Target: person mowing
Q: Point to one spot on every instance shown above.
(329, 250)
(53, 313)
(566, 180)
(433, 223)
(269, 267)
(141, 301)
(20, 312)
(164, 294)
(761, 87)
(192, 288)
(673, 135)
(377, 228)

Task — Extract every line of the listing above and reproduce each one character for character.

Correct answer —
Target: person mowing
Q: Point to one spot on every instance shown above.
(329, 250)
(53, 313)
(566, 180)
(433, 223)
(269, 267)
(141, 301)
(20, 312)
(164, 294)
(761, 87)
(192, 288)
(673, 135)
(377, 228)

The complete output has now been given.